:: Consigne A ::
Le texte sur la chirurgie robotique confirme-t-il chacune des affirmations suivantes ? (i) L'ablation de la tumeur a eu lieu en février 2018 à l'institut de Gustave Roussy, à Villejuif. (ii) Pour cette opération, les chirurgiens ont ouvert le visage du patient en deux. (iii) Pierre Dupont est le directeur de recherche du projet de cathéter autonome.
:: Consigne B ::
Relevez toutes les parties du corps humain que le texte sur la chirurgie robotique nomme à propos des opérations.
:: Consigne C ::
Dans le texte sur la chirurgie robotique, recopiez le passage de « Après l’assistant-chirurgien, le » à « seule du robot. » en substituant « bras robotisé » à « cathéter autonome ».

:: Texte de lecture ::
──────────
En février 2018, à l’institut de Gustave Roussy à Villejuif, des chirurgiens ont pu réaliser l’ablation d’une tumeur localisée dans le rhinopharynx d’un homme. La tumeur est considérée difficile d’accès et son ablation aurait pu être traumatisante. D’ordinaire, les chirurgiens auraient dû ouvrir le visage en deux pour enlever la peau et les os avant d’accéder au rhinopharynx, qui est situé derrière le nez. Une technique dont les séquelles sont lourdes. Lors de la chirurgie robot-assistée, les médecins ont attaqué la tumeur par le nez avec une endoscopie et par la bouche avec le robot Da Vinci : « Le robot permet également de mieux voir dans la zone opératoire avec la caméra 3D. C’est typiquement le genre de tumeur qui auparavant soit ne pouvait pas être opérée du fait de sa localisation soit pouvait l’être mais au prix de lourdes séquelles esthétiques et fonctionnelles pour les patients », déclare le Dr Antoine Moya-Plana, chirurgien ORL à Gustave Roussy.
Après l’assistant-chirurgien, le robot-chirurgien
Mais l’avancée annoncée par l’équipe de l’Hôpital des Enfants de Boston, à savoir le cathéter autonome, va encore plus loin : elle suggère que certains actes chirurgicaux pourraient à terme être réalisés par la main seule du robot.
« La bonne manière d’y penser, c’est de comparer le chirurgien et le robot à un pilote et un avion de chasse »
« Le cathéter évolue à temps quasi égal (ndlr, comparé à une navigation humaine), ce qui est plutôt impressionnant, compte tenu que vous êtes à l’intérieur d’un cœur gorgé de sang, qu’il faut opérer au millimètre près », explique Pierre Dupont, bioingénieur et directeur de recherche du projet. D’après lui, à terme, on pourrait imaginer le robot s’occuper d’opérations de routine. Le chirurgien aurait ainsi plus de temps et d’énergie pour intervenir si besoin, mais surtout pour se concentrer sur les tâches plus complexes.
« La bonne manière d’y penser, c’est de comparer [chirurgien et robot] à un pilote et un avion de chasse. (…) L’avion de chasse gère les tâches de routine comme faire voler l’avion. Le pilote se concentre sur les tâches nobles de sa mission », complète-t-il.
Tout patient pourrait avoir droit au même niveau d’excellence. Aujourd’hui, qui paie cher a droit à un bon chirurgien
Et l’autonomie des robots aurait une autre vertu, étaye-t-il : tout patient pourrait avoir droit au même niveau d’excellence. Aujourd’hui, qui paie cher a droit à un bon chirurgien. L’incursion des machines dans le geste chirurgical pourrait mettre tout le monde au même niveau : « Chaque médecin opérera avec les mêmes atouts et outils que les meilleurs d’entre eux ».
──────────
[Données recueillies]
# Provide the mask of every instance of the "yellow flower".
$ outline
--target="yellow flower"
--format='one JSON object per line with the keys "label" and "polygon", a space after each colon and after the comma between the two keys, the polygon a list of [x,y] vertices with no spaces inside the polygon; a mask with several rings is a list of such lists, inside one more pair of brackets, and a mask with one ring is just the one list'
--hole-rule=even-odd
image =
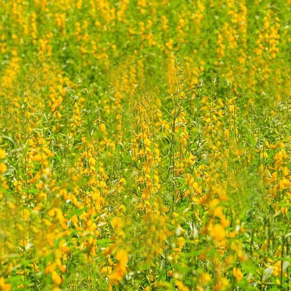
──────────
:: Réponse finale A ::
(i) Oui : « En février 2018, à l’institut de Gustave Roussy à Villejuif, des chirurgiens ont pu réaliser l’ablation d’une tumeur ».
(ii) Non : « D’ordinaire, les chirurgiens auraient dû ouvrir le visage en deux », mais cette fois « les médecins ont attaqué la tumeur par le nez avec une endoscopie et par la bouche avec le robot Da Vinci ».
(iii) Oui : « explique Pierre Dupont, bioingénieur et directeur de recherche du projet ».

:: Réponse finale B ::
- le rhinopharynx
- le visage
- la peau
- les os
- le nez
- la bouche
- le cœur

:: Réponse finale C ::
Après l’assistant-chirurgien, le robot-chirurgien
Mais l’avancée annoncée par l’équipe de l’Hôpital des Enfants de Boston, à savoir le bras robotisé, va encore plus loin : elle suggère que certains actes chirurgicaux pourraient à terme être réalisés par la main seule du robot.